Given request → Reproduce the items below word for word, from the first line through the line that contains "column 132, row 88".
──────── Records to process ────────
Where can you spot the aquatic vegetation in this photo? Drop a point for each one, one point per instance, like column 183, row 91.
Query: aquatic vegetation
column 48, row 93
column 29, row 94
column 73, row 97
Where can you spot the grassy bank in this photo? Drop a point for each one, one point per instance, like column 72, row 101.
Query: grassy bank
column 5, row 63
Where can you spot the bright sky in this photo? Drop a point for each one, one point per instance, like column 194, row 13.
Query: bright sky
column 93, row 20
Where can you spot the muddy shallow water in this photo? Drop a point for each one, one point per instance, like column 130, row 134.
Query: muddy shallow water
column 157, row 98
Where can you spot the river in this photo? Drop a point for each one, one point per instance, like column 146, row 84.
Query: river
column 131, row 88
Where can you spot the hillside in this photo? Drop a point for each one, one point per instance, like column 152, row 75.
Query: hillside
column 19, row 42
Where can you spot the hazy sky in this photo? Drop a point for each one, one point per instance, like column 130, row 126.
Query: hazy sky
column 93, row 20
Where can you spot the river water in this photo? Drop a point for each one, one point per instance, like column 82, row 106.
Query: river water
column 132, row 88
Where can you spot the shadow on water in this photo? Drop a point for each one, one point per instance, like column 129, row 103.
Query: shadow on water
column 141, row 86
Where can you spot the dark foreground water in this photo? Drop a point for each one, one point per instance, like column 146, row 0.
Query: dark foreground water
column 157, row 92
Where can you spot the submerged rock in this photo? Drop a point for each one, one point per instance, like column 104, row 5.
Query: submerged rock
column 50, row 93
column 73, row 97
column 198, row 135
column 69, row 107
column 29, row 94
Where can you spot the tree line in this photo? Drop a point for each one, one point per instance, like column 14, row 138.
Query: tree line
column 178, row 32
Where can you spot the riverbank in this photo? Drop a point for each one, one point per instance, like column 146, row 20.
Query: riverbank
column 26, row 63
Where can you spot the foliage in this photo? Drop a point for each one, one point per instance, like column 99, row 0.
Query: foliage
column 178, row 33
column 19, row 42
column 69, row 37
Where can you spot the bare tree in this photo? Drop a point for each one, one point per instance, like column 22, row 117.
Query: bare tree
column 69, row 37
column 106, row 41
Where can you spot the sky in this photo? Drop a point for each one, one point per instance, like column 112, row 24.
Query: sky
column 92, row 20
────────
Exercise solution →
Where can you spot the aquatic vegetation in this photo? Drop a point for each one, one point per instance, like column 183, row 91.
Query: aquatic vegetation
column 48, row 93
column 29, row 94
column 73, row 97
Where can you spot the grassy bank in this photo? Drop a point for each one, one point per instance, like column 72, row 101.
Query: grassy bank
column 5, row 63
Where can you spot the bright sky in this photo? Drop a point for each one, one point per instance, like column 194, row 13.
Query: bright sky
column 93, row 20
Where can you spot the muddy shallow water in this photo? Drop a point for each one, one point per instance, like column 130, row 134.
Query: muddy shallow water
column 157, row 98
Where can you spot the river in this photo? Drop a point for each one, one point per instance, like column 146, row 84.
Query: river
column 131, row 88
Where can you spot the hillside in this photo? Drop a point for each one, one point per instance, like column 152, row 75.
Query: hillside
column 19, row 42
Where can you spot the hazy sky in this photo? Drop a point for each one, one point per instance, like column 130, row 126.
Query: hazy sky
column 93, row 20
Where can you spot the river water in this photo? Drop a point for each one, one point per instance, like column 82, row 106.
Query: river water
column 132, row 88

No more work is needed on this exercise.